──────── Passage for review ────────

Unfortunately, perception of the effectiveness of EPA and DHA in clinical medicine is frequently shaped by the results of pertinent Cochrane-Analyses. Cochrane-Analyses include trials based on standardised Cochrane-criteria designed for drug trials. In areas in which EPA and DHA have been tested in randomised controlled trials, Cochrane-Analyses tend to demonstrate no or only small effects(Reference Abdelhamid, Brown and Brainard22). This is because Cochrane-criteria do not allow trials with the design issues just discussed to be excluded.

Cardiovascular effects

The magnitude of the potential effects of EPA and DHA can be estimated by considering the results of epidemiologic studies, e.g. the Framingham study, using the original omega-3 index. With an omega-3 index >6⋅8 %, total mortality was 65 % of total mortality with an omega-3 index <4⋅2 %(Reference Harris, Tintle and Etherton3), reflecting very similar results from earlier studies(Reference Kleber, Delgado and Lorkowski4,Reference Harris, Luo and Pottala5) . The respective numbers for total CVD (63 %), total CHD (59 %) and total stroke (47 %) were similar(Reference Harris, Tintle and Etherton3). Interestingly, simultaneously measured cholesterol levels were no risk for any of the events mentioned(Reference Harris, Tintle and Etherton3). The risk for peripheral artery disease was also substantially lower with a higher omega-3 index than with a lower omega-3 index(Reference Ramirez, Zahner and Spaulding23). When dietary intake was assessed, associations with the health issues mentioned were substantially smaller(Reference Micha, Peñalvo and Cudhea24,Reference Chowdhury, Warnakula and Kunutsor25,Reference Chowdhury, Stevens and Gorman26) . Together with the positive results from large intervention trials, the numbers mentioned support the use of the omega-3 index to maximise the benefit and minimise the risk of EPA and DHA in the prevention of mortality and CVD. In keeping, the American Heart Association has issued scientific advisories recommending EPA and DHA for the secondary prevention of CVD but refrained from mentioning a dose(Reference Siscovick, Barringer and Fretts27,Reference Rimm, Appel and Chiuve28) .

──────── Given records ────────

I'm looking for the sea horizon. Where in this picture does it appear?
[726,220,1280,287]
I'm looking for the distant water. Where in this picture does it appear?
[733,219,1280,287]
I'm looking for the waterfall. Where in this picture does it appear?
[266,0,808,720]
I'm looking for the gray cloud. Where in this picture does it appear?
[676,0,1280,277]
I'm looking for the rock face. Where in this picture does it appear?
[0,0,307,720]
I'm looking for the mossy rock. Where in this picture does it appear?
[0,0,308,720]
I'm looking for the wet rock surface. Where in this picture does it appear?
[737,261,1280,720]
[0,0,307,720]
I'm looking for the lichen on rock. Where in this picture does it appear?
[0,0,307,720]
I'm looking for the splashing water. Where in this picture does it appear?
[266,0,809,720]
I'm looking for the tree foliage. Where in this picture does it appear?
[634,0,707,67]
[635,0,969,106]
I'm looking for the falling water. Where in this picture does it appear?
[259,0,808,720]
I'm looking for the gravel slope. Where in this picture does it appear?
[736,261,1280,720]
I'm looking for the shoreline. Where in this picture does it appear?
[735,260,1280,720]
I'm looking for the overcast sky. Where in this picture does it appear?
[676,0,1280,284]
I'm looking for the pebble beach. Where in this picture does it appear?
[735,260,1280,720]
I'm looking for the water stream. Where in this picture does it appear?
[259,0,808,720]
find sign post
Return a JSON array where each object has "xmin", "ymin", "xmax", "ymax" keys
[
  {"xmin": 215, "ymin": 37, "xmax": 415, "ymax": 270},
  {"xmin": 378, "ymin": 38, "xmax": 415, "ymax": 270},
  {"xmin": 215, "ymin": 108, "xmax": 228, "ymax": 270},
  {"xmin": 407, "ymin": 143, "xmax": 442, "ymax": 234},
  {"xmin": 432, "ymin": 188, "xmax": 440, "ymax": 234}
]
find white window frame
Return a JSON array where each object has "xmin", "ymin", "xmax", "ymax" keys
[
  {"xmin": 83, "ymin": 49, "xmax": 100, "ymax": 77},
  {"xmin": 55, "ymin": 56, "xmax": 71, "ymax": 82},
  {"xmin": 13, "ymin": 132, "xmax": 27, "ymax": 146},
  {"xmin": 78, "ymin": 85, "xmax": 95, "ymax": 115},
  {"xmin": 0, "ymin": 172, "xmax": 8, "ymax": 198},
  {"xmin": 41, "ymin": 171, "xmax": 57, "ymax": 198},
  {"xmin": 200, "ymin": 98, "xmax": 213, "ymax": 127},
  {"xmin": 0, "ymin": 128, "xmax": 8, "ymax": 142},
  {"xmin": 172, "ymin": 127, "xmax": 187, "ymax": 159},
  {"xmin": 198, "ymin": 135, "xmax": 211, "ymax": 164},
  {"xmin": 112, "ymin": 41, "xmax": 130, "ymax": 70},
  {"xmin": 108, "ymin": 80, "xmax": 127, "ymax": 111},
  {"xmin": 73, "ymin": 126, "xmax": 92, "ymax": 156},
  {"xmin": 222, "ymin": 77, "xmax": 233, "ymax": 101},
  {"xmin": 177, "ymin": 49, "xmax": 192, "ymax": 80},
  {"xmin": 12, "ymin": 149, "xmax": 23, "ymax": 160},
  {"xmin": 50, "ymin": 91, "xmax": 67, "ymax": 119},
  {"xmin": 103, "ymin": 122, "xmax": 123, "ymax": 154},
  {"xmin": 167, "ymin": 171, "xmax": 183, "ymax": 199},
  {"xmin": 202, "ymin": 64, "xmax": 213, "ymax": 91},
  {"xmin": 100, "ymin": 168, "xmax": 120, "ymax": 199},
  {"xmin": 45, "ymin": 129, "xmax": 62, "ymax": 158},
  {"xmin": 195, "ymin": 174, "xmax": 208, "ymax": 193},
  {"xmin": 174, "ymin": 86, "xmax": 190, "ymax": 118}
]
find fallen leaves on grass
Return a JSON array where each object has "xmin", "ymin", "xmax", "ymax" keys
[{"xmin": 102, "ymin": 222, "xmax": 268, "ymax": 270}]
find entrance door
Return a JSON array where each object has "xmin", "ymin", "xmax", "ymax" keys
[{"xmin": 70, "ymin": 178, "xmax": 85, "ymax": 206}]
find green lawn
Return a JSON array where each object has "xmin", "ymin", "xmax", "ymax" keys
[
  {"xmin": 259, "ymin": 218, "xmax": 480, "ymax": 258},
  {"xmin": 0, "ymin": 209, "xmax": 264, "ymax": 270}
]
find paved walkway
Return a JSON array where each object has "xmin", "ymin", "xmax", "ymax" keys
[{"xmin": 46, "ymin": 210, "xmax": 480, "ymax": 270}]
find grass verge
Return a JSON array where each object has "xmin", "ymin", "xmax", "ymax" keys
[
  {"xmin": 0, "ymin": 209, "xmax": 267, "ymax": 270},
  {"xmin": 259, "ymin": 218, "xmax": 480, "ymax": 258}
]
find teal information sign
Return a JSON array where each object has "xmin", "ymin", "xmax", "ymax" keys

────────

### Exercise 1
Reproduce verbatim the part of the passage on EPA and DHA starting with "Unfortunately, perception of" and going on through "to be excluded.".
### Exercise 2
According to the passage on EPA and DHA, what did the American Heart Association not mention in its advisories recommending EPA and DHA for the secondary prevention of CVD?

### Task answer 1
Unfortunately, perception of the effectiveness of EPA and DHA in clinical medicine is frequently shaped by the results of pertinent Cochrane-Analyses. Cochrane-Analyses include trials based on standardised Cochrane-criteria designed for drug trials. In areas in which EPA and DHA have been tested in randomised controlled trials, Cochrane-Analyses tend to demonstrate no or only small effects(Reference Abdelhamid, Brown and Brainard22). This is because Cochrane-criteria do not allow trials with the design issues just discussed to be excluded.

### Task answer 2
A dose.